◆ DATA TO PROCESS ◆
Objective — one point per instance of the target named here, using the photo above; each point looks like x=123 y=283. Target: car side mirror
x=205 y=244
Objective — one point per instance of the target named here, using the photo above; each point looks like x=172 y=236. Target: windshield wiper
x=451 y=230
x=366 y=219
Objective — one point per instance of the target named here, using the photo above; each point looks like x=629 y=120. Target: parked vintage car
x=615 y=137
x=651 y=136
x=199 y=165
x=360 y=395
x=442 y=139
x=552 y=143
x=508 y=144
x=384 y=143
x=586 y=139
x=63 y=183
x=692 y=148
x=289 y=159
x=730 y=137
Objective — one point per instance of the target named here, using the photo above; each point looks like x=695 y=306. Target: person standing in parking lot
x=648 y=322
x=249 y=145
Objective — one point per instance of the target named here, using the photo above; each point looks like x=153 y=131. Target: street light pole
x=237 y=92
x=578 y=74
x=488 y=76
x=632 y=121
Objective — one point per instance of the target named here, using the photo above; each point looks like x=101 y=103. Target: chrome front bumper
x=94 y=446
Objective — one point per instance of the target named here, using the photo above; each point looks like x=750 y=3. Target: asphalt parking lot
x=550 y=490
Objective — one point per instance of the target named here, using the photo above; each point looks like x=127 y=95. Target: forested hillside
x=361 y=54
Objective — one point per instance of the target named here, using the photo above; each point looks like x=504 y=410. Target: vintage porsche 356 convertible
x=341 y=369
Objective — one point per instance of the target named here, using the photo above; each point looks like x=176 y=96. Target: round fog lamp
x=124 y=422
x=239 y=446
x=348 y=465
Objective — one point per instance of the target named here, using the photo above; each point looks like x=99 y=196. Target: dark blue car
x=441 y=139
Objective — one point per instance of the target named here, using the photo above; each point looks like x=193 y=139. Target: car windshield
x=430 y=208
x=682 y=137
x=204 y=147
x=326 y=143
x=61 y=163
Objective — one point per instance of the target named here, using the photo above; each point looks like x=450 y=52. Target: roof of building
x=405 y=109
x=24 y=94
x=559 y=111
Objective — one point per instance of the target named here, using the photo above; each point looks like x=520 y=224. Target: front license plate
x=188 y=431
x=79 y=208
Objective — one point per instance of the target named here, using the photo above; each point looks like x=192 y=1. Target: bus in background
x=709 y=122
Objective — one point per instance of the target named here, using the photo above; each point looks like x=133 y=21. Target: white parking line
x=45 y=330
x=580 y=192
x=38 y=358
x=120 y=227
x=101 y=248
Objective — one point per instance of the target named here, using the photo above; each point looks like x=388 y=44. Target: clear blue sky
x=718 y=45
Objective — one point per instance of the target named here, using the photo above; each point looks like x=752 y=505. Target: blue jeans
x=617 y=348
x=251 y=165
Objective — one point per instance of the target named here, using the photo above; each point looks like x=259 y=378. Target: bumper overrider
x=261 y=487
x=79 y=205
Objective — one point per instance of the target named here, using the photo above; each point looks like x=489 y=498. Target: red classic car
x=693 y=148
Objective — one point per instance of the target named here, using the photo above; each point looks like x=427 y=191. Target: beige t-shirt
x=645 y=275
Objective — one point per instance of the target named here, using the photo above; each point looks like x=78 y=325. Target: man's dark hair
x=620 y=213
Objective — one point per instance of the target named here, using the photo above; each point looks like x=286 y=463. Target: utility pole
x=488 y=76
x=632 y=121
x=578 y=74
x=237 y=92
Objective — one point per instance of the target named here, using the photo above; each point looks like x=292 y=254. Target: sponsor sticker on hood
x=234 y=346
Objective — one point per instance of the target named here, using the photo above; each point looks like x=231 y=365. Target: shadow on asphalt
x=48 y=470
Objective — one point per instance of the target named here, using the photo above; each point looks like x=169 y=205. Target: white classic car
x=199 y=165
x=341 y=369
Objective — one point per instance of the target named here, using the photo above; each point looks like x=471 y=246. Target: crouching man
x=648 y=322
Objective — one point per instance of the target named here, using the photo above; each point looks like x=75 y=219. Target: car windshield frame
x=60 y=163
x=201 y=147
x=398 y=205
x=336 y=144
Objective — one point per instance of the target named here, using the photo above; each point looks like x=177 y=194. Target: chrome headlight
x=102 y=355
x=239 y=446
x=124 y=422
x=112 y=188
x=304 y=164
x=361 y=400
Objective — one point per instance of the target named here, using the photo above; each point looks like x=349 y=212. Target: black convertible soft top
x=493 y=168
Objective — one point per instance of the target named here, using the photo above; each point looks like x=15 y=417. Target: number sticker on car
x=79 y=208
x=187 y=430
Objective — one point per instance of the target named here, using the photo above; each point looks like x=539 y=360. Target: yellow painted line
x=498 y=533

◆ STATED PROBLEM ◆
Rewrite the listing from the line with "front license plate" up to and including the line with "x=620 y=213", multiplying every answer coordinate by 1.3 and rounding to the nearest whole number, with halves rounded up. Repeat each request line unchanged, including the numbers in its format sample, and give nothing outside that span.

◆ RESPONSE TO THIS EXERCISE ◆
Objective — one point per instance of the target named here, using the photo above; each point looks like x=520 y=224. Target: front license plate
x=244 y=560
x=103 y=270
Objective — one point per instance of the target named here, using the photo above; each point looks like x=192 y=1. Target: bus in background
x=922 y=159
Objective — one point per instance of the target named here, using the photo above; each point looks like x=133 y=21. Target: white parking line
x=59 y=429
x=754 y=250
x=49 y=465
x=156 y=295
x=131 y=322
Objective — one point per instance of the target named here, using the photo above; each point looks like x=388 y=44. Target: clear blue sky
x=933 y=59
Objective — one point per instance of the target named here, using the photo above; each point looks like x=752 y=505. Target: blue jeans
x=802 y=452
x=326 y=215
Objective — one point per instance of the target named here, using the photo above; each point looks like x=259 y=378. Target: bumper overrider
x=339 y=633
x=103 y=267
Objective — one point per instance of the target named here, using the photo above; each point looks like x=489 y=498. Target: red classic car
x=901 y=192
Objective — one point per instance of the target named here, using the photo above; each point looks like x=427 y=191. Target: beige t-shirt
x=839 y=358
Objective — one point per instance of the target named here, using the photo above; each point looks like x=78 y=325. Target: man's dark hair
x=806 y=277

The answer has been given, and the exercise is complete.